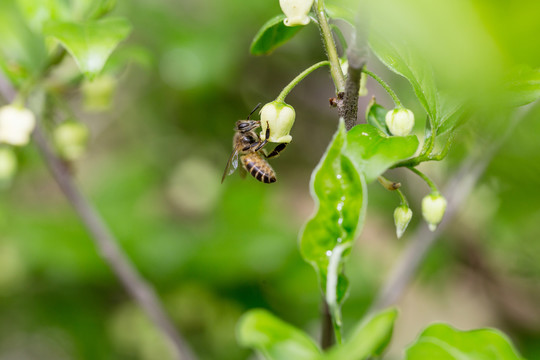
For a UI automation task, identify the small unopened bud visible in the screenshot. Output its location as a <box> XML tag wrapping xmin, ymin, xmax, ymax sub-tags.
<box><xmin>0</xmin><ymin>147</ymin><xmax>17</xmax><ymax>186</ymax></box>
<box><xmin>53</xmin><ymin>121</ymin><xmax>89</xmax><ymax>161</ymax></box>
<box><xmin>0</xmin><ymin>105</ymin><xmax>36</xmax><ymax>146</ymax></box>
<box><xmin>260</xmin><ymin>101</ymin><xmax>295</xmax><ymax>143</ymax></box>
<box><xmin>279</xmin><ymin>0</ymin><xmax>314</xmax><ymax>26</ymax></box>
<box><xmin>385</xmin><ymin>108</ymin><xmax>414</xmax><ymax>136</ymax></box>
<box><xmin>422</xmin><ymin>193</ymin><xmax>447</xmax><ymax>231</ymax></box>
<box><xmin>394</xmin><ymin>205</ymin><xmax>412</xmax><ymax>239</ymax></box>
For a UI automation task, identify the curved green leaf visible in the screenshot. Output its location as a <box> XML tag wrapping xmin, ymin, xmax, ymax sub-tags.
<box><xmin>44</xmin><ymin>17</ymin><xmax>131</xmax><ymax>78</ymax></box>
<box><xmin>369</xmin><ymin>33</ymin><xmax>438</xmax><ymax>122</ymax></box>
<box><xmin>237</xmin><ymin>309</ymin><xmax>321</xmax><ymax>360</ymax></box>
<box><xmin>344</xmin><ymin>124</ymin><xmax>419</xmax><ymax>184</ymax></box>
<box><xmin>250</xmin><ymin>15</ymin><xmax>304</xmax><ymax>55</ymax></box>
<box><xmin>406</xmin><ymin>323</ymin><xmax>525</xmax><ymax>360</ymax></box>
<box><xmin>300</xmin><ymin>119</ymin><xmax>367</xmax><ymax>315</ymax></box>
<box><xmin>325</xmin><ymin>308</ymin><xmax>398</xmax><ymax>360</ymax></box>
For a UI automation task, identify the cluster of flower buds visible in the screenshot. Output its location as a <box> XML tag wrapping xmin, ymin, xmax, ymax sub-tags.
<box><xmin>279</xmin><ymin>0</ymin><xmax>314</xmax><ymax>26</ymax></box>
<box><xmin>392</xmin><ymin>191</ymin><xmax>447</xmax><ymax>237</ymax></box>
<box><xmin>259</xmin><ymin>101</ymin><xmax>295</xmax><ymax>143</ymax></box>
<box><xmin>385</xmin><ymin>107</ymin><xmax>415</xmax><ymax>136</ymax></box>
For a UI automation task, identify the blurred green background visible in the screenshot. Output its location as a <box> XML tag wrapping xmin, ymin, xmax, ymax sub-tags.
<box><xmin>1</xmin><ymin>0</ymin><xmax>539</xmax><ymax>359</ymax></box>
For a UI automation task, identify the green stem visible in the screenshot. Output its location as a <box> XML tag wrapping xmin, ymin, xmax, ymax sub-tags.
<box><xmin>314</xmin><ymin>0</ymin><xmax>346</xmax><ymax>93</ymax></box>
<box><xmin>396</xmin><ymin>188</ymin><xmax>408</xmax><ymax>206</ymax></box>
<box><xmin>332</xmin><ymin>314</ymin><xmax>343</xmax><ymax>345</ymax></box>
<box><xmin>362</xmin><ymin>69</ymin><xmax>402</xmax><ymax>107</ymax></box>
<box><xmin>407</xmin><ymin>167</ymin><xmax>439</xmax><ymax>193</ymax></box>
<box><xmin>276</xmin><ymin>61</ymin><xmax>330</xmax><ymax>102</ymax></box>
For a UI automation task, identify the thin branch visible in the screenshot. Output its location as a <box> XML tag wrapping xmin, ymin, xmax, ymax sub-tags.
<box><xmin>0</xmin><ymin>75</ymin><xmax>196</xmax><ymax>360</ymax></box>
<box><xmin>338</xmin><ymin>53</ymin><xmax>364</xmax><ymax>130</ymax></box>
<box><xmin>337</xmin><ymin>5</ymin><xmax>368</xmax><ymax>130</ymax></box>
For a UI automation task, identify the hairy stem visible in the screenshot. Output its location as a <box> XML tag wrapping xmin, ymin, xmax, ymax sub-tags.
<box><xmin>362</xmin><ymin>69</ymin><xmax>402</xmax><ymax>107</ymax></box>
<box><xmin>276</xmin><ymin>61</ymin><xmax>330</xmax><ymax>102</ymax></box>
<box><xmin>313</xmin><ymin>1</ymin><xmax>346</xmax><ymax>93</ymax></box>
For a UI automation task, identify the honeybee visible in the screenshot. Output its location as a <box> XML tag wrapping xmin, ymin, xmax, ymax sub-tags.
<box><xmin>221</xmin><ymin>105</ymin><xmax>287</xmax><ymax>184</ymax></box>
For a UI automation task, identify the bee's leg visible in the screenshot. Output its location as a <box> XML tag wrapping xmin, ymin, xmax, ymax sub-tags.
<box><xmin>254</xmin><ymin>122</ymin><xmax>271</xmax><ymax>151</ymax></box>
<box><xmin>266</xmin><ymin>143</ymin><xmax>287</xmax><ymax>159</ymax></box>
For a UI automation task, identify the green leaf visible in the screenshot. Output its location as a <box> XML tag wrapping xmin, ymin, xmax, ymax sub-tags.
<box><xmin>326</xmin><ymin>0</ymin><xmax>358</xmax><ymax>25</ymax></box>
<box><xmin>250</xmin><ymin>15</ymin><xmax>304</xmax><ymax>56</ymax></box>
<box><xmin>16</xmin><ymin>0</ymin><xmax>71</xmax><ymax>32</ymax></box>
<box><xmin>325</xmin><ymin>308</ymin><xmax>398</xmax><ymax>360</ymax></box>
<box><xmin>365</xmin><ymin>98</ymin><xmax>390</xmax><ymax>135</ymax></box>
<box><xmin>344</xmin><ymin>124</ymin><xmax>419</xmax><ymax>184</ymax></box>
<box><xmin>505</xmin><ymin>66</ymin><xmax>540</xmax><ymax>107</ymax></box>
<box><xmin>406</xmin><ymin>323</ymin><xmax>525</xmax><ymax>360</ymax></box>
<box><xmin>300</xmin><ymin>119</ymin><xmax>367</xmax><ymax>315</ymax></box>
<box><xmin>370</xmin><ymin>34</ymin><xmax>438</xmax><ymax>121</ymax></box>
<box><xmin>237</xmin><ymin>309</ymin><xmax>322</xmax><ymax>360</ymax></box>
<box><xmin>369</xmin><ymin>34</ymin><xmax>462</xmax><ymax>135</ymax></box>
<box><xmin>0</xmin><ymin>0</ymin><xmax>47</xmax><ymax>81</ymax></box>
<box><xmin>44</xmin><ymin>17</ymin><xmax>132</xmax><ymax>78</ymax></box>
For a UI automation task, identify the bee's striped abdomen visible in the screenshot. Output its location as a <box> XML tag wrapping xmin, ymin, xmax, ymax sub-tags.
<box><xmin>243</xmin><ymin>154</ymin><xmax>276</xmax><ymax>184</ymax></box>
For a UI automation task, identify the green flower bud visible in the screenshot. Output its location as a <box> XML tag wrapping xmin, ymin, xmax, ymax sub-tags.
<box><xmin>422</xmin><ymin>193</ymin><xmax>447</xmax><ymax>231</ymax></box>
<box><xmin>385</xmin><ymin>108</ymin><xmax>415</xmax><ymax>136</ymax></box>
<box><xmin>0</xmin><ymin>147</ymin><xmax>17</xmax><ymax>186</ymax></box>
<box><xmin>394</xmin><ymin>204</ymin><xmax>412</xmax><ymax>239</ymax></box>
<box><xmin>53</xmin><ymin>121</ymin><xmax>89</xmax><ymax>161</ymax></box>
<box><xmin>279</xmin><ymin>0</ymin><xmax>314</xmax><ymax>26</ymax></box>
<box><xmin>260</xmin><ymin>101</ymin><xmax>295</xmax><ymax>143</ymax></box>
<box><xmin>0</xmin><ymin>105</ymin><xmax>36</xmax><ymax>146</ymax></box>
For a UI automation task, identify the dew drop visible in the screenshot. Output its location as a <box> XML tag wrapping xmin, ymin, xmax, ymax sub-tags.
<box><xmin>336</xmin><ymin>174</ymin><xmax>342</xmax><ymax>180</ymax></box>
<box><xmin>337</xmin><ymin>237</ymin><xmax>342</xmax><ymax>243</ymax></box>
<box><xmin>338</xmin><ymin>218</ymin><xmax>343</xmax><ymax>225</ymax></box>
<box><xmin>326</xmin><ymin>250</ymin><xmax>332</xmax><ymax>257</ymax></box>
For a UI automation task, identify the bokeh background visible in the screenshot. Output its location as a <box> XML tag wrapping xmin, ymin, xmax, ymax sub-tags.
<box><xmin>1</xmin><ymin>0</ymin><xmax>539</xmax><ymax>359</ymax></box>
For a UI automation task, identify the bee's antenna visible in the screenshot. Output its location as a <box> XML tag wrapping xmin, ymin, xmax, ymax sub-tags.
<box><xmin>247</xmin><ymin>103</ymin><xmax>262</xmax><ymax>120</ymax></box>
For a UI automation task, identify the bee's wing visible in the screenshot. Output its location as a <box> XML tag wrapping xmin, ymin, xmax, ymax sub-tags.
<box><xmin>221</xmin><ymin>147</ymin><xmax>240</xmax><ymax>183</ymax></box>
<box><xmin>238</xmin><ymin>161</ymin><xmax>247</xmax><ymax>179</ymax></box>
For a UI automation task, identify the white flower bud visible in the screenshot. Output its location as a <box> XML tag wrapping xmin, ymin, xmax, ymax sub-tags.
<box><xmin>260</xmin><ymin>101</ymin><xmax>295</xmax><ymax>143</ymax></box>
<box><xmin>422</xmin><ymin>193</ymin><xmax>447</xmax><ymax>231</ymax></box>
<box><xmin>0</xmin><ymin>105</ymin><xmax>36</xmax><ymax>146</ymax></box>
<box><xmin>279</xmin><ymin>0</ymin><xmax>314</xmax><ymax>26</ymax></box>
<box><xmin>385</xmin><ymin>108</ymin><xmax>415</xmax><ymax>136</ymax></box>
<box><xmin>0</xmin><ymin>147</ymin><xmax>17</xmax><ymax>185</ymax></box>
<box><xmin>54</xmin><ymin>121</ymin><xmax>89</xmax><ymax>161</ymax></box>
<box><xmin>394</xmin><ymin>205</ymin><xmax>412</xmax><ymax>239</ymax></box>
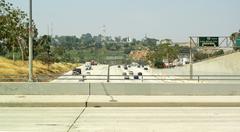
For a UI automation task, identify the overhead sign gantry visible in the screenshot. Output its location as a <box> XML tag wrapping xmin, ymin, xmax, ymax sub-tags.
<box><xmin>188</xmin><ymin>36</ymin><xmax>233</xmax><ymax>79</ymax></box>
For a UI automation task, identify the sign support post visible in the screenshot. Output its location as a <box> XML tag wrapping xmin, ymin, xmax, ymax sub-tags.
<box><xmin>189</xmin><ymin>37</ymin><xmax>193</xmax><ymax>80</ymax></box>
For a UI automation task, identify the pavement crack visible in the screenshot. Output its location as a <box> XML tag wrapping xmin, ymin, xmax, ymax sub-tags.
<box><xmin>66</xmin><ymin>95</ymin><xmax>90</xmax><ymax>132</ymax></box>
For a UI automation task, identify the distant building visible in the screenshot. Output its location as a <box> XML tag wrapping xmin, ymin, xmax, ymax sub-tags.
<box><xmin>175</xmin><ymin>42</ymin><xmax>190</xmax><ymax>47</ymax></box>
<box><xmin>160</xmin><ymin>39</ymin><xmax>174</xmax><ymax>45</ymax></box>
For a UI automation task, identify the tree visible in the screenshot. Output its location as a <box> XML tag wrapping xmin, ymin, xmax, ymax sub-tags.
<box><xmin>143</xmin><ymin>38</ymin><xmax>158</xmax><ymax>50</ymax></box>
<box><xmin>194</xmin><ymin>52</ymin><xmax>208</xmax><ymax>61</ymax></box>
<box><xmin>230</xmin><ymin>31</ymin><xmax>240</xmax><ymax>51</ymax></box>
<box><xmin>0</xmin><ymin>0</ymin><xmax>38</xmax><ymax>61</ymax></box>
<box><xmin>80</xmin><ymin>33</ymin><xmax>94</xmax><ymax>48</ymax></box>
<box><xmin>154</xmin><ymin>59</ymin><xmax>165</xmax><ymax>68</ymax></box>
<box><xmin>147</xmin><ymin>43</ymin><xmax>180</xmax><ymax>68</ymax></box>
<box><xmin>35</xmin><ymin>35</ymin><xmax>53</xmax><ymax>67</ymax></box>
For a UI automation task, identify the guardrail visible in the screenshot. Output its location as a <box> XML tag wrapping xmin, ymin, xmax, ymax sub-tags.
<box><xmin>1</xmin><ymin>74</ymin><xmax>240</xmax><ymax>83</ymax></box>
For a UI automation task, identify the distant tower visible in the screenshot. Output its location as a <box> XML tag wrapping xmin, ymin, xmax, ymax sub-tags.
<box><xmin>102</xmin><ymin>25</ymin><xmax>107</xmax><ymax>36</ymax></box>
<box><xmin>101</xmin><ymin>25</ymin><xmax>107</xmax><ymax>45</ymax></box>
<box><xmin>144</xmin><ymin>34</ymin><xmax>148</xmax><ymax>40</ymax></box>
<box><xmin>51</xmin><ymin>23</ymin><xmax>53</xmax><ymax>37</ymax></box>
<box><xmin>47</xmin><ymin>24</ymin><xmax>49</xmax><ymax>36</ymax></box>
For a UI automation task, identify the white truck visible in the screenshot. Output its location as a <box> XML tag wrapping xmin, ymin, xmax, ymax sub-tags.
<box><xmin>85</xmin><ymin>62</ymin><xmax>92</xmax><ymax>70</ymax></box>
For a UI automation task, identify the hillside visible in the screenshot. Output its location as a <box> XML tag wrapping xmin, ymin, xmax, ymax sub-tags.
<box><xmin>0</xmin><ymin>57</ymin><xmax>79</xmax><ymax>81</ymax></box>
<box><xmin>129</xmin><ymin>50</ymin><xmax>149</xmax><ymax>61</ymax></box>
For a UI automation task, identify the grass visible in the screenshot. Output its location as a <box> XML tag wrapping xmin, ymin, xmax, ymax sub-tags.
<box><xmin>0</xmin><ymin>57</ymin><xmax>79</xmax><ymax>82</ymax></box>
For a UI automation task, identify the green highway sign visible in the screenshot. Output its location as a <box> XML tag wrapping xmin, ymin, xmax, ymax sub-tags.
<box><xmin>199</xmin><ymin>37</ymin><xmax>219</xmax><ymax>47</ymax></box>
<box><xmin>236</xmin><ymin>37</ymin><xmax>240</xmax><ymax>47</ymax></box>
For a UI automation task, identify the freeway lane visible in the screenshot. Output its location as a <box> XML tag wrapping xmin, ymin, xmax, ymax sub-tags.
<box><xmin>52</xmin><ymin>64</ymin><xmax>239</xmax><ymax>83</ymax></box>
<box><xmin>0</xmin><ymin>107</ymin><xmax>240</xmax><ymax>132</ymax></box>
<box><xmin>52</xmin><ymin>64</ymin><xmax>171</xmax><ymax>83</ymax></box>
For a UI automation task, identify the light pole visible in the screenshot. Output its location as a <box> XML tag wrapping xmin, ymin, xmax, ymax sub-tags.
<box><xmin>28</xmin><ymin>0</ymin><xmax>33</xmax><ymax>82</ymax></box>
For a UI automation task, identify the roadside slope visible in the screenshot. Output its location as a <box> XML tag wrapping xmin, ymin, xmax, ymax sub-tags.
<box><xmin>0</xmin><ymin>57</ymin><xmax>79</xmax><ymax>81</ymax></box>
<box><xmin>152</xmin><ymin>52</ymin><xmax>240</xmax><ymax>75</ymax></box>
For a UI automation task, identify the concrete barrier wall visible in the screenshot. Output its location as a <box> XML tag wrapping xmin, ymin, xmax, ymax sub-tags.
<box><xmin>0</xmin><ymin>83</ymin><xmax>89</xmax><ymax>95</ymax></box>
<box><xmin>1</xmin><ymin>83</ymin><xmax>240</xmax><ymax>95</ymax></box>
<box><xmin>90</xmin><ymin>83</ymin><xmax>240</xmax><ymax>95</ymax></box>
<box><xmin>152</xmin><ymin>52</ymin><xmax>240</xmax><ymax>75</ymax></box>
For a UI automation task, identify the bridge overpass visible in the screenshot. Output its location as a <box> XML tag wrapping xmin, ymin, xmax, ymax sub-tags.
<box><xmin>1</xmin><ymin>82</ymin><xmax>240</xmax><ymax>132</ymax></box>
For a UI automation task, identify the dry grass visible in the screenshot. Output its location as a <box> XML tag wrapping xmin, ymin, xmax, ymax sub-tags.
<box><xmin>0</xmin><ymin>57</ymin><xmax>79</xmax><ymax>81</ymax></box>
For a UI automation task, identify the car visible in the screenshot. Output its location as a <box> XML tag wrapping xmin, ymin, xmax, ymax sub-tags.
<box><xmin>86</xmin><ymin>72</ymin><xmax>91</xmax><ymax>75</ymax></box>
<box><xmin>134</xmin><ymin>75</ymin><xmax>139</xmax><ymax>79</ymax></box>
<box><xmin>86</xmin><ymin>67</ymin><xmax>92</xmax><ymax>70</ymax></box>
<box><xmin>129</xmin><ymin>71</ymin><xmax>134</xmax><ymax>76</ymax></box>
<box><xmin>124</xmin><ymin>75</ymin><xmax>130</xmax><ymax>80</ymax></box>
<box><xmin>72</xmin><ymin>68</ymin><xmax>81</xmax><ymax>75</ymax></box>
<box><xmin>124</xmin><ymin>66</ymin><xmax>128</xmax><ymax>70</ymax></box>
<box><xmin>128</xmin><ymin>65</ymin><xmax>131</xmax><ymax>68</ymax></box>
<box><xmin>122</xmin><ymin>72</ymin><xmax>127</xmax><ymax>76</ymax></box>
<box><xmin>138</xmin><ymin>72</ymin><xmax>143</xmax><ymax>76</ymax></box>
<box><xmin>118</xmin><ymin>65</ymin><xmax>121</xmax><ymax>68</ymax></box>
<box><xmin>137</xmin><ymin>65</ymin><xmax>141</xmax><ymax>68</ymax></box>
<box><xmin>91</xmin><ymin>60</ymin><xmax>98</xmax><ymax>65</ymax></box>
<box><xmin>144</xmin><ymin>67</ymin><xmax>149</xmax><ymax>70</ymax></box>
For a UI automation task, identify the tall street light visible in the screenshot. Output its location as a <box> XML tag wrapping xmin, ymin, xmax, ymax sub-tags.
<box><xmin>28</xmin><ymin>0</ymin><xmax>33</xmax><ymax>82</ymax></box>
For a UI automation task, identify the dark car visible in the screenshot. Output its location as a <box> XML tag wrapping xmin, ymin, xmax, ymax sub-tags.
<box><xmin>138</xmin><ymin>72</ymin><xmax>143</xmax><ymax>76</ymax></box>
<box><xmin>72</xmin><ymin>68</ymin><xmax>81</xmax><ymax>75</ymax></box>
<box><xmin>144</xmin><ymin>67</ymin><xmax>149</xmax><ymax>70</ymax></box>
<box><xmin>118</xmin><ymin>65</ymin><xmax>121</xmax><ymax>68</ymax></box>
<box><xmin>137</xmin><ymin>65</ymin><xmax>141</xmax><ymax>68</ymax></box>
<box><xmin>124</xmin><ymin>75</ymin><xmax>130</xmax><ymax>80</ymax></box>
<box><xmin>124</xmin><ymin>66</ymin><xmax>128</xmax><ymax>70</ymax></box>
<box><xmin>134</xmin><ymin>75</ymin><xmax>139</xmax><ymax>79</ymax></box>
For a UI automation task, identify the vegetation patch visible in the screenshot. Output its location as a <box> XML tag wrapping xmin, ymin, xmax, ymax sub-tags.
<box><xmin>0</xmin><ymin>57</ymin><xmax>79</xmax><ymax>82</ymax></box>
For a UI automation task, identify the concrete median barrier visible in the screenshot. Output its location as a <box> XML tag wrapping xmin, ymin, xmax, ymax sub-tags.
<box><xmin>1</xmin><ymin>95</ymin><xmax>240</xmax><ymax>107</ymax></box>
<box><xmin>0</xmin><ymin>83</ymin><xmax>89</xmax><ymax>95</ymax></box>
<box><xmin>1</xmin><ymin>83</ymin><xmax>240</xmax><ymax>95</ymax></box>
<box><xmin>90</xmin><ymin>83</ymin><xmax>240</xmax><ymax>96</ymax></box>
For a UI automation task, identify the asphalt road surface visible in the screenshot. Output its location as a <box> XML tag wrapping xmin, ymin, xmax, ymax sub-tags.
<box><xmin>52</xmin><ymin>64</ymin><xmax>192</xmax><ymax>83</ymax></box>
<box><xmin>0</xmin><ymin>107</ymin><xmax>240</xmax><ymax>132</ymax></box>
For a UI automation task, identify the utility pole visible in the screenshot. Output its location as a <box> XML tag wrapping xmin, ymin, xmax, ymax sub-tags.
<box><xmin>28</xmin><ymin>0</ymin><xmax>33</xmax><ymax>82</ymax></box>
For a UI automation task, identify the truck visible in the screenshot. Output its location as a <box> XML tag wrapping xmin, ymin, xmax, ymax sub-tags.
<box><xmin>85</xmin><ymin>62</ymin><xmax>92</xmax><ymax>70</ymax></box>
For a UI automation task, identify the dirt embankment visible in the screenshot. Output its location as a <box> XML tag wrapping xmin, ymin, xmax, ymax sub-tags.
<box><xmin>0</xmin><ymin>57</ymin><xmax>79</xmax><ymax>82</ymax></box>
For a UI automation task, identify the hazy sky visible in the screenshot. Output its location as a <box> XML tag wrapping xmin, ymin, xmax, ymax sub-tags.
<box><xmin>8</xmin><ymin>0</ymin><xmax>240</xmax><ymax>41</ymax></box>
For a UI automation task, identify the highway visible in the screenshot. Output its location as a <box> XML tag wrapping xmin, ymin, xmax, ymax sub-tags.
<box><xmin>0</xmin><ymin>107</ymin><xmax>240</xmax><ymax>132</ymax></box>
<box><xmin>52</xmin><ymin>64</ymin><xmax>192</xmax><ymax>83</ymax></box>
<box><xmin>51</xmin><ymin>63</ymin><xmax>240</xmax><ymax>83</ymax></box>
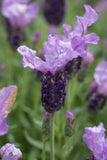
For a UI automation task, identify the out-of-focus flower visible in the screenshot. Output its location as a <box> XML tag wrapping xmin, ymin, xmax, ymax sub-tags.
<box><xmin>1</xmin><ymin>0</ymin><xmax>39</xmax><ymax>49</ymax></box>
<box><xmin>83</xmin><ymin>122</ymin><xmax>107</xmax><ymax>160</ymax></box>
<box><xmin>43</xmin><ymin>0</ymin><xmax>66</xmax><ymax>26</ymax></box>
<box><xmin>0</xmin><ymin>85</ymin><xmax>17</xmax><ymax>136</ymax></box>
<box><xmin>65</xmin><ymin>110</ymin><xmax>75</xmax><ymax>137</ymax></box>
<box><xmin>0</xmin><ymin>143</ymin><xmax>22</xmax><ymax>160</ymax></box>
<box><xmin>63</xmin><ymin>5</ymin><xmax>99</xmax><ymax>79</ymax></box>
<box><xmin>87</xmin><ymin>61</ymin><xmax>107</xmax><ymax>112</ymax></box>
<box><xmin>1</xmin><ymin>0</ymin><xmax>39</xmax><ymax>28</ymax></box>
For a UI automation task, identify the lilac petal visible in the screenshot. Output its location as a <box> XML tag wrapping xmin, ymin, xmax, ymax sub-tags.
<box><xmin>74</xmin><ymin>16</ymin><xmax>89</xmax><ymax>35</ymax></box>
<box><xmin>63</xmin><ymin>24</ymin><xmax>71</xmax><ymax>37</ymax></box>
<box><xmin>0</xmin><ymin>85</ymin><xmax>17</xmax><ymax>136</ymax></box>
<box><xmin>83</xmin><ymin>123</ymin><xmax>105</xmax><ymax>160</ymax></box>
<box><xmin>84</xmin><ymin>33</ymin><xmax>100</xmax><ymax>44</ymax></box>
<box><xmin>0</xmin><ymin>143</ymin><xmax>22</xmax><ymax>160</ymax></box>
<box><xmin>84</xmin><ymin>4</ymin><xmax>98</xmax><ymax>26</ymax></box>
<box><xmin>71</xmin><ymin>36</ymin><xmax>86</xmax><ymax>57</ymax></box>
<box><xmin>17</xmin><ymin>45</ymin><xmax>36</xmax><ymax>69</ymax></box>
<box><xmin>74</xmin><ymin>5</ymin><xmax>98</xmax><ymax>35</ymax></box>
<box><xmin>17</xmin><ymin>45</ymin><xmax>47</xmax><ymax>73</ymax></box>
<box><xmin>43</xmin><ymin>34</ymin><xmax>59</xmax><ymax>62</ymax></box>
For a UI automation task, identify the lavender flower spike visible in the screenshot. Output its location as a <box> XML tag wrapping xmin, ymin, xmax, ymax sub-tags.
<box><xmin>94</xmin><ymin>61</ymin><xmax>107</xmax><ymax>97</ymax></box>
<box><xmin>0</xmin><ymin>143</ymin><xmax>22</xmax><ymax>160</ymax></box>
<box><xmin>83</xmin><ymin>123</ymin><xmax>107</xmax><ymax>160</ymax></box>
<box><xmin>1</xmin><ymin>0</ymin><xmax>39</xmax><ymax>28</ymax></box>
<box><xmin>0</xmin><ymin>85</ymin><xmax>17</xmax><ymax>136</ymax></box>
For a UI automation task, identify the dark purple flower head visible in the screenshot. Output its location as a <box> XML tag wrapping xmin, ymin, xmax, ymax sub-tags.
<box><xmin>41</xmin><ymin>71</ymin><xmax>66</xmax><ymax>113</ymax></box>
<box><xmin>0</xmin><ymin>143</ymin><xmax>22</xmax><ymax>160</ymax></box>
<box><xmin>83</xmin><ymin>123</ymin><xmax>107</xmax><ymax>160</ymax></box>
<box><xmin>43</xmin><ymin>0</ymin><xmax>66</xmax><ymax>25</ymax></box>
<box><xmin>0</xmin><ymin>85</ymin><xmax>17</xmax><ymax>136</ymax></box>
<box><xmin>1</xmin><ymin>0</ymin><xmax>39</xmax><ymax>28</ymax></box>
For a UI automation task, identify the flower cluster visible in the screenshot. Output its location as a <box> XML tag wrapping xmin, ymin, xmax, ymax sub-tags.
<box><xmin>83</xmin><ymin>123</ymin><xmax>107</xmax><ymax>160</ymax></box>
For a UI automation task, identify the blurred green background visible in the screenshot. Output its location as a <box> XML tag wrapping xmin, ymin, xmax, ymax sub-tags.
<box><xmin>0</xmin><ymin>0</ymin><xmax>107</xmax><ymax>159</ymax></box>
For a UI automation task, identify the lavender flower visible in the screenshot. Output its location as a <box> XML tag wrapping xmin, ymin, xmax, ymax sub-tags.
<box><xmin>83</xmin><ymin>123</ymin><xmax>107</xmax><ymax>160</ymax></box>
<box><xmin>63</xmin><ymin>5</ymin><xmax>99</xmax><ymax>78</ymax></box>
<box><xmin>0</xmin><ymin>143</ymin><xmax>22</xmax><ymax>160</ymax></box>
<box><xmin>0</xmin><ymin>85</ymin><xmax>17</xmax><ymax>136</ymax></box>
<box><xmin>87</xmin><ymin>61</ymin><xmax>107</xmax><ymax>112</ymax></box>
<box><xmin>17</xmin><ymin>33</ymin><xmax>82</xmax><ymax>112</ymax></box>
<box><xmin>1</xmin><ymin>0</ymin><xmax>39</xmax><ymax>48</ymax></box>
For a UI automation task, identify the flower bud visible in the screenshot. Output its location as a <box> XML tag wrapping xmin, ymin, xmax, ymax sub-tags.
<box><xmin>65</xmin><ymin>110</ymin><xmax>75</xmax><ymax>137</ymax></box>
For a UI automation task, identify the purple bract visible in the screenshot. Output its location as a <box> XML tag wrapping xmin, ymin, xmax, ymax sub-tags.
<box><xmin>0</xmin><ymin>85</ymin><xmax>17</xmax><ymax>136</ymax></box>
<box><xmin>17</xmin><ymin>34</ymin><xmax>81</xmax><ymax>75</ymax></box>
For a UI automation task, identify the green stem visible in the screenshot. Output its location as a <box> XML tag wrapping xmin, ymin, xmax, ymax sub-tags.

Exercise aim: Copy the lines above exactly, beginning at the line containing "For a UI automation task, identify the purple" and stopping at the last line.

Output below:
For a UI automation task, identify the purple bract visible in the screenshot. Output its location as a <box> XML tag wrapping xmin, ymin, xmax, ymax sub-tags.
<box><xmin>0</xmin><ymin>85</ymin><xmax>17</xmax><ymax>136</ymax></box>
<box><xmin>17</xmin><ymin>34</ymin><xmax>81</xmax><ymax>75</ymax></box>
For a UI automation task, identify the green stem visible in the screenshot. Output its location as a <box> XML tag wrapping xmin, ymin, xmax, ymax sub-tags.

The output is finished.